> **RECORDS PROVIDED**
=-=-=-=-=
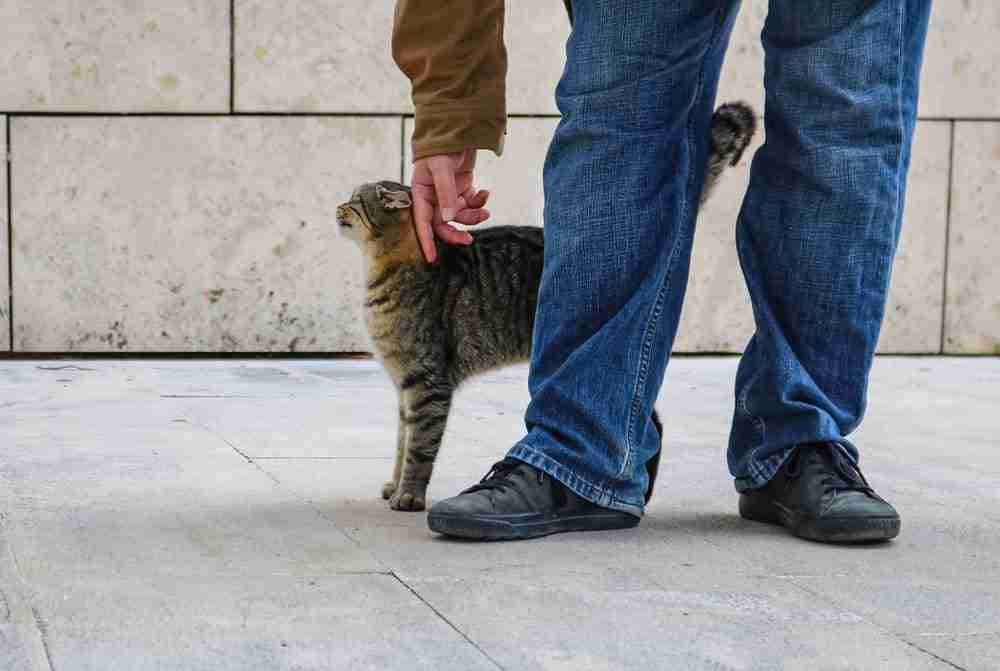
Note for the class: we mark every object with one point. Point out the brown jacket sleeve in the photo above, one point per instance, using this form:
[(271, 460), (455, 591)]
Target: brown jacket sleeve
=-=-=-=-=
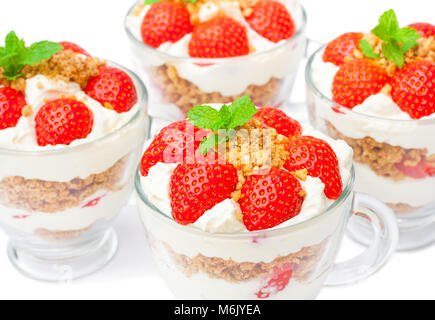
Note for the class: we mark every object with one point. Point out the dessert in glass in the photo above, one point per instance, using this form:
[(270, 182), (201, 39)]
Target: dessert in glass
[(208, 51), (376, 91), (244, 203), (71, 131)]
=-=-=-=-=
> **STATED EXERCISE**
Filter the listing above, keeping only the lines that contain the string "glass". Case counts when matching.

> **EXERCISE RESPONSE**
Note for the class: we mark every object with one point. Point out the dessert in glass in the photo above, one point per instance, using this form:
Target: dessert in glass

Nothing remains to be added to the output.